-------- DATA SUPPLIED --------

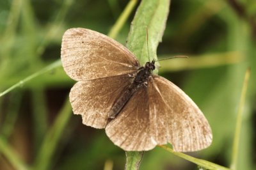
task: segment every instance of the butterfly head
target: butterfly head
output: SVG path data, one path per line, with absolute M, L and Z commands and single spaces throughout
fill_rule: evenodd
M 153 70 L 156 68 L 155 62 L 156 60 L 154 59 L 151 62 L 147 62 L 146 65 L 145 65 L 145 68 L 150 72 L 153 72 Z

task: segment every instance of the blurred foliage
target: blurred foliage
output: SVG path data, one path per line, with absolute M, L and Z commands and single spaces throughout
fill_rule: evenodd
M 66 29 L 81 27 L 107 34 L 128 2 L 0 1 L 0 93 L 20 82 L 0 97 L 0 153 L 4 152 L 0 169 L 26 169 L 27 165 L 35 169 L 106 169 L 109 164 L 124 169 L 125 152 L 104 130 L 84 126 L 65 104 L 74 81 L 61 66 L 26 84 L 22 81 L 60 59 Z M 124 44 L 134 13 L 116 38 Z M 254 0 L 173 0 L 157 49 L 159 58 L 189 56 L 164 60 L 159 74 L 193 99 L 213 131 L 212 145 L 190 155 L 226 167 L 244 73 L 252 68 L 237 169 L 256 169 L 255 20 Z M 196 165 L 159 147 L 146 152 L 141 164 L 141 169 L 193 169 Z

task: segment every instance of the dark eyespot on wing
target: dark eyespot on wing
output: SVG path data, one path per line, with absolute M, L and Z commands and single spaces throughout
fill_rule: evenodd
M 77 82 L 69 97 L 74 113 L 81 114 L 83 123 L 103 128 L 108 122 L 108 114 L 130 82 L 127 75 Z
M 107 36 L 84 28 L 68 29 L 61 43 L 65 71 L 76 81 L 127 74 L 138 60 L 125 47 Z

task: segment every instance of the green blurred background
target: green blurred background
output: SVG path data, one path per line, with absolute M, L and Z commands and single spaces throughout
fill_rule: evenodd
M 67 29 L 86 27 L 108 34 L 128 2 L 1 1 L 0 93 L 59 60 L 61 36 Z M 139 3 L 116 38 L 123 44 Z M 230 166 L 243 82 L 250 67 L 237 169 L 256 169 L 255 41 L 255 0 L 172 1 L 158 57 L 189 58 L 160 63 L 159 75 L 191 97 L 213 132 L 209 148 L 189 155 Z M 57 65 L 0 97 L 0 169 L 27 165 L 35 169 L 124 169 L 125 152 L 104 130 L 83 125 L 70 106 L 63 108 L 74 82 L 60 62 Z M 65 112 L 68 114 L 62 116 Z M 197 168 L 158 147 L 144 154 L 140 167 Z

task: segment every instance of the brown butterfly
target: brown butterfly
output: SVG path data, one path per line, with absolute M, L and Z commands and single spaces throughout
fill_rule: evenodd
M 176 151 L 209 146 L 212 135 L 203 113 L 180 88 L 152 73 L 155 60 L 141 66 L 122 44 L 83 28 L 63 37 L 65 71 L 78 81 L 69 97 L 83 123 L 105 128 L 126 151 L 146 151 L 170 143 Z

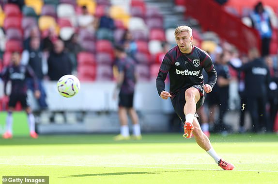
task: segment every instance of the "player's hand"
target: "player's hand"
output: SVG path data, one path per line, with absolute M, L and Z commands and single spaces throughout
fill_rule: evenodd
M 160 93 L 160 97 L 161 97 L 162 99 L 166 100 L 168 99 L 168 97 L 171 97 L 172 96 L 170 95 L 170 93 L 169 93 L 169 92 L 168 91 L 162 91 L 161 93 Z
M 206 93 L 208 93 L 211 92 L 212 88 L 210 85 L 207 84 L 204 85 L 204 90 Z
M 113 100 L 117 100 L 117 98 L 118 98 L 118 96 L 119 96 L 119 90 L 116 89 L 114 90 L 114 92 L 113 92 Z
M 41 92 L 39 90 L 36 90 L 34 93 L 34 95 L 36 99 L 38 99 L 41 97 Z

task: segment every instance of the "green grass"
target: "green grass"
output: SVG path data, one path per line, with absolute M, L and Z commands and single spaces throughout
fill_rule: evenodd
M 213 135 L 217 153 L 235 166 L 224 171 L 193 139 L 143 135 L 40 136 L 0 140 L 0 176 L 49 176 L 49 184 L 275 184 L 278 135 Z

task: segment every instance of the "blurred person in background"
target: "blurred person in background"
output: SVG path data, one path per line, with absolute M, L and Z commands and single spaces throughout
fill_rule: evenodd
M 53 51 L 54 43 L 59 39 L 55 28 L 50 27 L 42 33 L 42 49 L 47 55 Z
M 77 17 L 78 24 L 80 28 L 85 28 L 94 33 L 97 27 L 97 20 L 94 16 L 90 14 L 86 6 L 81 7 L 81 14 Z
M 71 74 L 72 61 L 65 51 L 62 40 L 58 39 L 54 43 L 53 51 L 50 52 L 47 59 L 47 75 L 50 81 L 57 81 L 62 76 Z
M 50 81 L 58 81 L 59 79 L 67 74 L 71 74 L 73 70 L 72 62 L 67 53 L 64 50 L 64 44 L 62 40 L 58 39 L 54 42 L 54 49 L 49 54 L 47 60 L 48 67 L 47 75 Z M 64 121 L 67 121 L 64 112 L 57 112 L 62 113 Z M 50 116 L 50 121 L 54 122 L 55 113 Z
M 22 108 L 27 114 L 30 136 L 34 138 L 38 137 L 35 132 L 35 117 L 32 113 L 32 110 L 28 104 L 27 100 L 27 77 L 31 77 L 34 80 L 34 96 L 37 99 L 40 98 L 37 78 L 32 68 L 29 66 L 20 64 L 21 54 L 18 52 L 14 52 L 12 54 L 11 65 L 4 68 L 1 74 L 1 77 L 4 81 L 4 94 L 7 96 L 7 84 L 9 81 L 12 83 L 12 89 L 9 97 L 9 107 L 7 110 L 8 115 L 6 118 L 6 131 L 3 134 L 5 139 L 11 138 L 13 137 L 13 116 L 12 113 L 15 110 L 17 102 L 19 102 Z
M 38 104 L 40 110 L 47 108 L 48 105 L 46 102 L 46 94 L 43 84 L 44 78 L 47 72 L 46 59 L 44 58 L 43 52 L 40 50 L 40 39 L 38 37 L 33 37 L 30 40 L 29 50 L 26 50 L 22 52 L 21 64 L 24 65 L 29 65 L 35 72 L 37 78 L 37 82 L 41 95 L 38 99 Z M 33 79 L 28 78 L 27 84 L 28 88 L 34 92 L 34 81 Z
M 135 54 L 137 52 L 137 45 L 129 30 L 125 30 L 119 44 L 124 47 L 124 51 L 127 55 L 136 61 Z
M 101 16 L 98 20 L 97 29 L 107 28 L 114 30 L 116 28 L 115 22 L 113 18 L 110 16 L 110 9 L 107 7 L 105 8 L 105 14 Z
M 77 65 L 77 55 L 83 49 L 78 42 L 78 34 L 74 33 L 69 40 L 64 42 L 65 50 L 68 53 L 72 62 L 73 70 L 76 70 Z
M 213 131 L 216 133 L 228 133 L 231 131 L 231 128 L 224 121 L 224 116 L 229 108 L 229 84 L 231 79 L 227 63 L 230 61 L 230 57 L 229 52 L 224 51 L 216 60 L 215 67 L 217 73 L 217 82 L 214 90 L 207 95 L 210 112 L 209 122 L 215 121 Z M 215 121 L 217 109 L 219 110 L 219 115 L 217 120 Z
M 121 46 L 115 47 L 115 55 L 118 59 L 119 73 L 116 77 L 117 86 L 114 91 L 114 99 L 119 97 L 119 118 L 121 123 L 120 134 L 115 136 L 115 140 L 130 139 L 128 128 L 128 114 L 133 125 L 132 138 L 142 138 L 138 116 L 133 107 L 133 98 L 137 76 L 135 71 L 136 63 L 129 57 Z
M 261 130 L 271 131 L 269 129 L 266 105 L 267 90 L 270 80 L 268 68 L 260 57 L 257 48 L 248 51 L 249 61 L 240 67 L 230 65 L 235 69 L 242 71 L 245 74 L 244 93 L 247 99 L 246 107 L 250 113 L 253 126 L 252 131 L 258 133 Z
M 278 110 L 278 70 L 273 66 L 273 60 L 270 56 L 265 57 L 265 63 L 269 70 L 270 81 L 268 90 L 268 104 L 269 105 L 269 130 L 273 130 L 275 117 Z
M 162 63 L 165 54 L 167 53 L 167 51 L 171 48 L 171 46 L 169 43 L 167 41 L 164 41 L 161 42 L 161 47 L 162 48 L 162 50 L 156 54 L 155 58 L 155 61 L 159 61 L 159 64 Z
M 27 29 L 25 31 L 30 32 L 29 36 L 23 41 L 23 48 L 26 50 L 30 49 L 30 41 L 32 38 L 40 37 L 40 30 L 37 26 L 32 26 L 29 29 L 30 30 Z
M 192 45 L 192 30 L 187 26 L 176 28 L 177 45 L 169 50 L 163 59 L 156 78 L 156 89 L 162 99 L 171 98 L 175 112 L 185 123 L 185 134 L 191 138 L 192 133 L 197 144 L 224 170 L 232 170 L 234 166 L 223 160 L 213 149 L 198 122 L 196 109 L 201 106 L 205 93 L 212 91 L 216 83 L 217 73 L 210 56 Z M 208 75 L 205 84 L 202 75 L 204 69 Z M 169 73 L 170 91 L 165 91 L 165 81 Z
M 264 9 L 263 3 L 260 1 L 255 6 L 250 17 L 253 27 L 258 30 L 262 38 L 262 56 L 267 55 L 269 54 L 270 41 L 272 36 L 270 15 Z

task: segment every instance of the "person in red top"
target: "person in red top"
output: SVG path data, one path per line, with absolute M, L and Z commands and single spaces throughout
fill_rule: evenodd
M 198 122 L 196 109 L 204 101 L 205 92 L 210 93 L 216 83 L 217 74 L 212 59 L 205 51 L 192 45 L 192 30 L 181 26 L 175 31 L 176 46 L 165 55 L 156 78 L 156 88 L 162 99 L 170 98 L 176 113 L 185 123 L 183 136 L 194 134 L 197 144 L 224 170 L 232 170 L 232 164 L 223 160 L 212 147 Z M 208 75 L 204 84 L 203 68 Z M 165 90 L 164 81 L 169 73 L 170 91 Z

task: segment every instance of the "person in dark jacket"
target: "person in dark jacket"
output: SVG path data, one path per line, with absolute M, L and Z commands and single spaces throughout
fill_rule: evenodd
M 4 94 L 8 95 L 7 84 L 9 81 L 12 83 L 12 89 L 9 97 L 9 107 L 7 110 L 6 118 L 6 131 L 3 134 L 4 139 L 11 138 L 13 137 L 13 111 L 15 110 L 16 103 L 20 103 L 22 108 L 27 114 L 27 119 L 29 125 L 30 136 L 37 138 L 38 134 L 35 132 L 35 117 L 32 113 L 31 107 L 27 100 L 27 77 L 32 78 L 34 80 L 34 88 L 35 89 L 35 97 L 39 98 L 40 96 L 38 90 L 37 78 L 32 68 L 29 66 L 20 64 L 21 54 L 15 51 L 12 54 L 11 65 L 5 67 L 0 77 L 4 82 Z
M 71 74 L 73 67 L 68 53 L 64 51 L 64 42 L 58 39 L 54 46 L 53 51 L 50 52 L 47 60 L 48 76 L 50 81 L 58 81 L 61 77 Z M 57 112 L 62 114 L 64 121 L 66 122 L 64 112 Z M 50 116 L 50 121 L 51 123 L 55 120 L 55 114 L 53 113 Z
M 263 128 L 266 131 L 268 125 L 266 111 L 267 89 L 270 81 L 269 71 L 263 60 L 260 57 L 259 50 L 252 48 L 248 51 L 249 62 L 240 67 L 231 66 L 235 69 L 245 73 L 245 90 L 247 108 L 253 123 L 252 132 L 259 132 Z
M 40 39 L 39 37 L 31 38 L 30 44 L 30 49 L 24 50 L 22 53 L 21 63 L 23 65 L 29 65 L 35 72 L 38 78 L 39 89 L 41 92 L 41 96 L 38 99 L 38 104 L 41 110 L 46 109 L 48 106 L 46 102 L 46 95 L 43 84 L 47 68 L 46 58 L 44 57 L 44 54 L 40 49 Z M 44 68 L 46 69 L 44 70 Z M 27 79 L 28 88 L 33 92 L 34 91 L 33 83 L 32 79 Z
M 48 76 L 50 81 L 58 81 L 62 76 L 71 74 L 72 63 L 67 53 L 64 51 L 62 40 L 57 40 L 54 46 L 54 50 L 50 52 L 47 60 Z

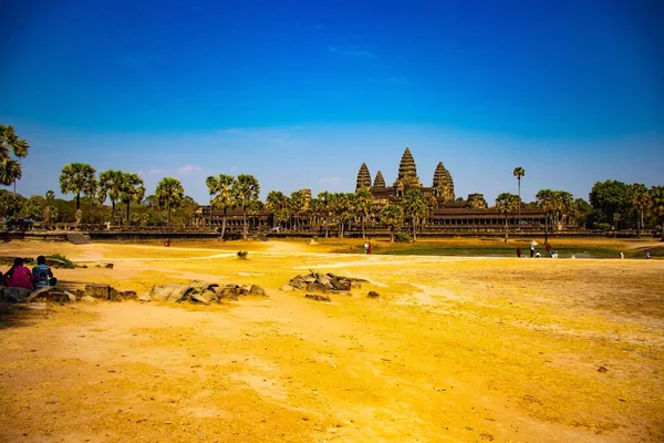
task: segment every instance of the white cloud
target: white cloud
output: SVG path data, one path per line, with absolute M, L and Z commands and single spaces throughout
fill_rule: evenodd
M 340 183 L 341 178 L 340 177 L 323 177 L 319 181 L 319 183 L 321 185 L 329 185 L 329 184 L 336 184 Z
M 194 165 L 185 165 L 185 166 L 177 168 L 177 172 L 183 173 L 183 174 L 199 173 L 201 171 L 203 171 L 203 168 L 200 166 L 194 166 Z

--------

**GIVEN EXERCISE:** Rewrite everything from the start of the records down through the line containing "M 153 70 L 156" as a Markdown table with the columns Row and Content, one numbered row per line, skipping blank lines and leaving out the picture.

**ANSWER IN FULL:**
| Row | Content |
|---|---|
| 1 | task: segment every instance of the butterfly head |
| 2 | target: butterfly head |
| 3 | output: SVG path data, one path per line, with absolute M, L and Z commands and single spaces throughout |
| 4 | fill_rule: evenodd |
| 5 | M 153 70 L 156 68 L 155 62 L 156 60 L 154 59 L 151 62 L 147 62 L 146 65 L 145 65 L 145 68 L 150 72 L 153 72 Z |